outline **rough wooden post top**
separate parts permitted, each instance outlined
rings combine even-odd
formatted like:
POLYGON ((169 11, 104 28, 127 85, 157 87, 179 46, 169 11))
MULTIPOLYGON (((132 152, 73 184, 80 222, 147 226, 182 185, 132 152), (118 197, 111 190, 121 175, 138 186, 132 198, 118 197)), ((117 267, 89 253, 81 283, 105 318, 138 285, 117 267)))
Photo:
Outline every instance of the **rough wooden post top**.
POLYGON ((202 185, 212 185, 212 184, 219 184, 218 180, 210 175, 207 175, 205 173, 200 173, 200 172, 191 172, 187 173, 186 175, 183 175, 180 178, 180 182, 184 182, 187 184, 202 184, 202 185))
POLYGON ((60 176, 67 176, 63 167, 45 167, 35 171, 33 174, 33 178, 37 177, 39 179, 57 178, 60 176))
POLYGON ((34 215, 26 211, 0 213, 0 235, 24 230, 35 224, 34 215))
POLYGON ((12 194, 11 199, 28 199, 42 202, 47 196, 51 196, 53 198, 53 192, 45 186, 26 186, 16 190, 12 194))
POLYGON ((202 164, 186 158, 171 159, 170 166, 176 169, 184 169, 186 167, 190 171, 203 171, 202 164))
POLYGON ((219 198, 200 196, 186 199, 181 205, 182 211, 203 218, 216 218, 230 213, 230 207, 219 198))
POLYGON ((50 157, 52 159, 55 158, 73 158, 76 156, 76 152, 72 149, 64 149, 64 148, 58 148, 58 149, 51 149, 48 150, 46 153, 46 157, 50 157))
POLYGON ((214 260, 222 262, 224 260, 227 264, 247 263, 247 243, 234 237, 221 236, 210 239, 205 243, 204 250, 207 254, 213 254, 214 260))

§ WHAT THE TASK REQUIRES:
Recast the whole listing above as a JSON array of strings, with each line as its own string and any blank lines dropped.

§ THE SOLUTION:
[
  "outline **rough wooden post top**",
  "separate parts permitted, each instance outlined",
  "rings combine even-odd",
  "formatted like:",
  "POLYGON ((169 11, 104 28, 127 85, 157 87, 179 46, 169 11))",
  "MULTIPOLYGON (((132 152, 73 184, 80 222, 147 226, 182 185, 132 152), (118 197, 111 190, 121 175, 138 186, 132 198, 118 197)), ((117 267, 89 253, 81 283, 105 318, 138 285, 117 267)))",
  "Photo:",
  "Outline every instance of the **rough wooden post top**.",
  "POLYGON ((202 185, 212 185, 212 184, 219 184, 218 180, 210 175, 207 175, 205 173, 200 173, 200 172, 191 172, 187 173, 186 175, 183 175, 180 178, 180 182, 184 182, 187 184, 202 184, 202 185))",
  "POLYGON ((60 176, 67 176, 63 167, 45 167, 35 171, 33 174, 33 178, 37 177, 39 179, 57 178, 60 176))",
  "POLYGON ((34 215, 26 211, 0 213, 0 235, 24 230, 35 224, 34 215))",
  "POLYGON ((12 194, 11 199, 28 199, 42 202, 47 196, 51 196, 53 198, 53 192, 45 186, 26 186, 16 190, 12 194))",
  "POLYGON ((202 164, 186 158, 171 159, 170 166, 176 169, 184 169, 186 167, 190 171, 203 171, 202 164))",
  "POLYGON ((219 198, 200 196, 186 199, 181 205, 182 211, 203 218, 216 218, 230 213, 230 207, 219 198))",
  "POLYGON ((50 157, 52 159, 55 158, 73 158, 76 156, 76 152, 72 149, 64 149, 64 148, 58 148, 58 149, 51 149, 48 150, 46 153, 46 157, 50 157))",
  "POLYGON ((214 260, 222 262, 224 260, 227 264, 247 263, 247 243, 234 237, 221 236, 210 239, 205 243, 204 250, 207 254, 213 254, 214 260))"
]